_Текстовый блок_:
☆ ☆ ☆ ☆ ☆
ЖАНРЫ

Советская литература: Побежденные победители
Шрифт:

Но вначале — не о Солженицыне.

Стремление передать «правду жизни» — именно это вело, скажем, Федора Александровича Абрамова (1920–1983), создателя хроники Пряслины (Братья и сестры — 1958, Две зимы и три лета — 1968, Пути-перепутья — 1973, Дом — 1978). Прозы поистине реалистической — при всей условности понятия «реализм», размываемого попытками объединить необъединимое, включая гоголевский Нос или сатиры Салтыкова-Щедрина, — ибо здесь речь может идти как об отражении «первой реальности», так и об ответственности писателя перед нею. Не случайно совестливый Абрамов, ужасаясь тому, что свершилось с его родной северной деревней Веркола, напрямую и жестко взывал к землякам, к их притомившейся совести. Получая ответно грубую отповедь, спровоцированную, конечно, властями.
☆ ☆ ☆ ☆ ☆
_Извлечённые записи_:
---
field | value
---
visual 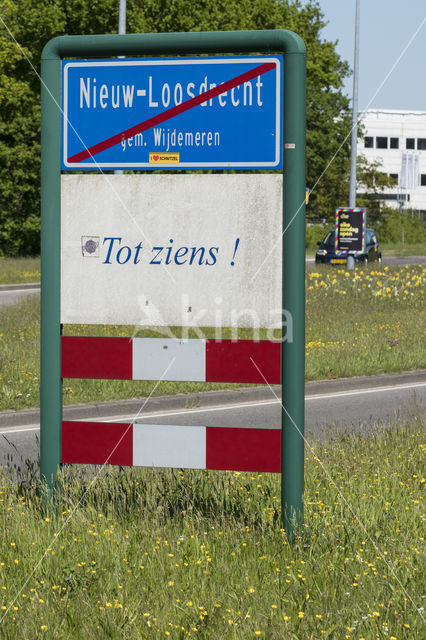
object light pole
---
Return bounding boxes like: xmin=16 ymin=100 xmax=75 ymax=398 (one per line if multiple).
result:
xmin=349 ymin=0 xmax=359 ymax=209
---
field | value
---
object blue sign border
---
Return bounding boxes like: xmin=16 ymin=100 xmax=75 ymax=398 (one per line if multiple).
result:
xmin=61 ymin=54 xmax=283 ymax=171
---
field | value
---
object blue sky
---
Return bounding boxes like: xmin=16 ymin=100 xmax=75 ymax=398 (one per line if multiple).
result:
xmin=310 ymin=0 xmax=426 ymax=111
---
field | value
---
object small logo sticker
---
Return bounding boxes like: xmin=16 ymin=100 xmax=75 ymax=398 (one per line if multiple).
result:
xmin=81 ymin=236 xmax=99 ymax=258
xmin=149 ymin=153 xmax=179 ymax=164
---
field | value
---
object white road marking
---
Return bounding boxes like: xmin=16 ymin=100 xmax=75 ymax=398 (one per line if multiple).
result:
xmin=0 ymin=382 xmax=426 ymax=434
☆ ☆ ☆ ☆ ☆
_Условия задачи_: Допишите, пожалуйста, продолжение текста о прозе Фёдора Абрамова, начиная сразу после его последнего предложения.

_Ответ ниже_:
Что же до «отражения», то это слово уместно тем более, что Абрамов как непримиримый социальный критик начинал с документалистики, с резко критического очерка Вокруг да около (1963). Да и далее — даже то, что кажется трагифарсом, сатирическим заострением, — например, диалог в романе Пути-перепутья, когда предколхоза Лукашин спрашивает секретаря райкома Подрезова, какие выводы, дескать, должны колхозники сделать из трудов товарища Сталина о языке, и получает гениально лаконичный ответ: «Вкалывать», — даже это вполне в пределах сущей, невыдуманной реальности. Являясь такой же частью ее, как описание крестьянской трапезы (вторая часть тетралогии): «Ужин был не лучше, не хуже, чем всегда: капуста соленая из листа-опадыша (Анисья уже по снегу собирала его на колхозном капустнике), штук пять-шесть нечищенных картошин. Хлеба не было вовсе — редко кто в Пекашине ужинал с хлебом». А просьба опасно больного сына: «Молочка бы немножко..» вызывает взрыв родительского негодования: «— А ты заробил на молочко-то? Заробил? — Да ведь он болен, тятя… — А отца с матерью объедать не болен? Не вороти, не вороти рыло!».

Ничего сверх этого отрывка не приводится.